- **EXERCISE PROMPT**
Arrange the material below as a numbered list, leaving out any blank lines.

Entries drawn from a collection
========================

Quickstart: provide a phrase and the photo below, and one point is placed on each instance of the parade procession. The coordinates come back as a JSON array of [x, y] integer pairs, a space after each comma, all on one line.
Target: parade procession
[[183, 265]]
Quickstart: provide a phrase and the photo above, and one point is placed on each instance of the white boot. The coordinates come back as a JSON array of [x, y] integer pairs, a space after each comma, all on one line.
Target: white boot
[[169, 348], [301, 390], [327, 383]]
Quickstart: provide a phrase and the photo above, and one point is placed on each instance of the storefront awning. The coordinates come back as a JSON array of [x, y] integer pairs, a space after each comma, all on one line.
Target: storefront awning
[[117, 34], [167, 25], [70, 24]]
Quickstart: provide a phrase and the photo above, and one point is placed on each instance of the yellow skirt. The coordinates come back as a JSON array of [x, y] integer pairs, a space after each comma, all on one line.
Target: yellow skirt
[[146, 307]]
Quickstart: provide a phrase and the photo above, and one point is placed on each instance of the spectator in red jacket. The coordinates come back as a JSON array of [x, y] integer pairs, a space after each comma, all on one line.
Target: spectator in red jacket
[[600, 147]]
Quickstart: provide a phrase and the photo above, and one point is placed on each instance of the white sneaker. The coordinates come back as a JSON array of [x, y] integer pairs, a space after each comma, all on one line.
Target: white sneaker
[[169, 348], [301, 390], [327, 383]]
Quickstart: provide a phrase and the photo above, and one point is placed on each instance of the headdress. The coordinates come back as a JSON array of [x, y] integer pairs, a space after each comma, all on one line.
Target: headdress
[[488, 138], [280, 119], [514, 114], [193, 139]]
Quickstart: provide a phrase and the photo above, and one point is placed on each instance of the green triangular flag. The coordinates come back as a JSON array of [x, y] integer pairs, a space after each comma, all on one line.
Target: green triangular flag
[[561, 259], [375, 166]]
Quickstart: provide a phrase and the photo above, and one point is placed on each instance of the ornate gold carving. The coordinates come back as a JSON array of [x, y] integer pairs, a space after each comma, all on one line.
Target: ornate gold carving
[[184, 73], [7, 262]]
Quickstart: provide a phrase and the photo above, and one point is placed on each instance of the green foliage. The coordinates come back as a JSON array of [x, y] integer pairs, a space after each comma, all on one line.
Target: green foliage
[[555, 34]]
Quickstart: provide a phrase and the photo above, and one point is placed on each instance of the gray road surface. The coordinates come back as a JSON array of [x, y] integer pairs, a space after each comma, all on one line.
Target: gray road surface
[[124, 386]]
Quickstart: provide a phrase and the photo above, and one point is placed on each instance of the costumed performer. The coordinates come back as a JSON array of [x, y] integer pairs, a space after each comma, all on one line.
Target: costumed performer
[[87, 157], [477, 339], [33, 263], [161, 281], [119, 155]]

========================

- **ANSWER IN FULL**
1. Quickstart: provide a phrase and the photo below, and one point is placed on each instance of the parade procession. The coordinates come back as a JSON array of [x, y] integer pairs, a space after each comma, all on one line.
2. Target: parade procession
3. [[183, 265]]
4. Quickstart: provide a phrase and the photo above, and one point is placed on each instance of the white boot. The coordinates come back as a JSON array of [x, y] integer pairs, a space after each comma, all on one line.
5. Target: white boot
6. [[169, 348], [301, 390], [327, 383]]
7. Quickstart: provide a phrase and the photo above, and one point is placed on each instance of the storefront awning. The coordinates come back as a JSON array of [x, y] integer pairs, a space after each comma, all on one line.
8. Target: storefront awning
9. [[117, 34], [167, 25], [70, 24]]
10. Quickstart: provide a phrase and the photo above, and one point is placed on each instance of the yellow skirt. The coordinates come back as a JSON array of [x, y] integer pairs, a space after each comma, all on one line.
11. Target: yellow skirt
12. [[146, 307]]
13. Quickstart: provide a phrase and the photo above, and one point is placed on each instance of the spectator in red jacket. The coordinates come back as a JSON array of [x, y] integer pairs, a space after each comma, all on one line.
14. Target: spectator in red jacket
15. [[600, 147]]
16. Quickstart: provide a phrase and the photo above, and one point is placed on each instance of the white sneaker. The coordinates come back as a JSON array of [x, y] integer pairs, a space after each comma, all on one line.
17. Target: white sneaker
18. [[169, 348], [301, 390], [327, 383]]
19. Quickstart: provide a phrase and the photo above, and one point is placed on each instance of the headdress. The coordinates come back as a JSON array of [x, y] integer pairs, a space after each comma, all on one line.
20. Target: headdress
21. [[488, 138], [280, 119], [514, 114], [193, 139]]
22. Quickstart: provide a phrase and the photo above, and one point is placed on each instance of the green triangular flag. The coordinates come back as a JSON array of [x, y] integer pairs, a space after each comma, all on one line.
23. Target: green triangular flag
24. [[561, 259], [375, 166]]
25. Quickstart: provide a phrase and the photo above, and one point is placed on each instance of the ornate gold carving. The coordinates come back as a JSON array of [x, y] integer pairs, a space after each comma, all on one line.
26. Target: ornate gold carving
27. [[184, 73], [7, 262]]
28. Quickstart: provide a phrase and the photo above, and one point is placed on each instance of the green foliage. The coordinates come back as a JSON array of [x, y] integer pairs, a space after each comma, all on one line.
29. Target: green foliage
30. [[555, 34]]
31. Quickstart: provide a phrase and the photo above, and one point is placed on each instance of the gray road surface. The coordinates come back as a JSON array of [x, y] integer pairs, a space after each comma, all on one line.
32. Target: gray road surface
33. [[124, 386]]
34. Quickstart: provide a phrase and the photo above, and one point is placed on each instance of the costumed performer. The coordinates come back as a JSON array of [x, y] integer pairs, a space after each comma, all on one line.
35. Target: costumed performer
36. [[87, 157], [477, 339], [33, 263], [161, 281], [119, 155]]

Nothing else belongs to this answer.